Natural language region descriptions

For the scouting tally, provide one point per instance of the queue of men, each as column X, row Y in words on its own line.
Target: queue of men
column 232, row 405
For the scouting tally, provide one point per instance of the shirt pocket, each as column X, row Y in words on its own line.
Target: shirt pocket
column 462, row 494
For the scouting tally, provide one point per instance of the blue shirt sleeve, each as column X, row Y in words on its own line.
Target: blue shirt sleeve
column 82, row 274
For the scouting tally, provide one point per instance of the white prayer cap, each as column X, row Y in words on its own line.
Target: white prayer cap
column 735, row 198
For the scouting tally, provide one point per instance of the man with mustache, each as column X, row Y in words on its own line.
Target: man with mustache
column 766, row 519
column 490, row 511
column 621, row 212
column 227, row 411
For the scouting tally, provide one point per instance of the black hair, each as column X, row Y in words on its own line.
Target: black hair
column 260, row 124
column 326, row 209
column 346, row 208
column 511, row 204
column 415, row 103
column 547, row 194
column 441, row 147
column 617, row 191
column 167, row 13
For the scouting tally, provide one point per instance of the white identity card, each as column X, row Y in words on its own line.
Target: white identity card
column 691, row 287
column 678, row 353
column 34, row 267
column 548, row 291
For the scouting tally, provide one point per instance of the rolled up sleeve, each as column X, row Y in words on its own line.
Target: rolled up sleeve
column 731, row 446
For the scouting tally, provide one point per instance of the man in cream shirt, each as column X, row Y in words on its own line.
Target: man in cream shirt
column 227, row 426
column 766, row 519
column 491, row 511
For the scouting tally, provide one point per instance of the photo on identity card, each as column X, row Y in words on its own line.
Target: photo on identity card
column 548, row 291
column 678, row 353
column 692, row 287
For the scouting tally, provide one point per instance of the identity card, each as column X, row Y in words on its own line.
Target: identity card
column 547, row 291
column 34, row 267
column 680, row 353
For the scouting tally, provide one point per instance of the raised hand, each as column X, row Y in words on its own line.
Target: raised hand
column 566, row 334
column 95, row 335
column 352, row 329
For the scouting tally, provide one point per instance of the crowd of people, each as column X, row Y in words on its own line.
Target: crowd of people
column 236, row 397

What to do.
What is needed is an exact copy of all the entries.

Task solution.
For the scouting tally, provide one point per instance of the queue of men, each as column X, row Y in words on its own line.
Target: queue of men
column 232, row 405
For the scouting tally, provide one point per instance of the shirt pocket, each as column X, row Y in words on its own line.
Target: shirt pocket
column 462, row 494
For the scouting tally, provide one point per instance of the blue shirt sleeve, each as column X, row Y in words on its own line.
Target: blue shirt sleeve
column 82, row 274
For the scouting tally, provide one point per instance of the white prayer cap, each as column X, row Y in words on its own line.
Target: white prayer cap
column 735, row 198
For the scouting tally, provide one point per instance of the man with mustache, each as column X, row Y in words on its own line.
Target: man with mustache
column 766, row 519
column 490, row 511
column 621, row 212
column 227, row 411
For the scouting tally, provide one point per instance of the black hair, each as column X, row Y in words on its own line.
Target: black hair
column 260, row 124
column 326, row 209
column 346, row 208
column 511, row 204
column 415, row 103
column 547, row 194
column 441, row 147
column 617, row 191
column 167, row 13
For the scouting tally, provide one point per instance of the white identity card, each as column X, row Y in words on its own line.
Target: white identity card
column 691, row 287
column 678, row 353
column 34, row 267
column 548, row 291
For the scouting tally, provide one point per instance of the rolled up sleeve, each as column X, row Y in words on its own line.
Target: rolled up sleeve
column 731, row 446
For the scouting tally, provide one point per instance of the man in cream shirt, each as column X, row Y in words on its own line.
Target: man in cream shirt
column 227, row 426
column 766, row 519
column 491, row 511
For the scouting tally, provide one point per instance of the photo on identity card, each as column X, row Y in words on its own line.
Target: photo on identity card
column 548, row 291
column 678, row 353
column 692, row 287
For the scouting tally, provide one point per instance of the identity card, each as column X, row Y in words on its own line.
Target: identity card
column 547, row 291
column 34, row 267
column 680, row 353
For the scouting tally, provide one point per instance of the raised hand, each as column X, row Y in words on its own line.
Target: raised hand
column 566, row 334
column 95, row 335
column 352, row 329
For the scouting tally, provide one point per instance of the crowd of people, each as column X, row Y in words on its own line.
Target: crowd of people
column 236, row 397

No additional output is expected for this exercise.